*INPUT*
___

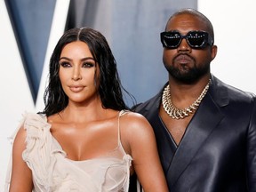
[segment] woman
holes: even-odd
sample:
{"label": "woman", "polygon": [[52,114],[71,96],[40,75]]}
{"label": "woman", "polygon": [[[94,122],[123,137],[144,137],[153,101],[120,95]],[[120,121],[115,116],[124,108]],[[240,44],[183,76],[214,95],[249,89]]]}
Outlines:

___

*EXERCISE DESCRIPTION*
Could you list every line of the entries above as a numbered list, skipping blank lines and leaving out the pictures?

*SOLUTION*
1. [segment] woman
2. holes: even-odd
3. sample:
4. {"label": "woman", "polygon": [[52,114],[71,96],[40,75]]}
5. {"label": "woman", "polygon": [[[94,122],[123,137],[144,137],[153,101],[120,95]],[[120,121],[115,116],[124,108]],[[240,44],[183,76],[214,95],[249,89]]]}
6. Outlines:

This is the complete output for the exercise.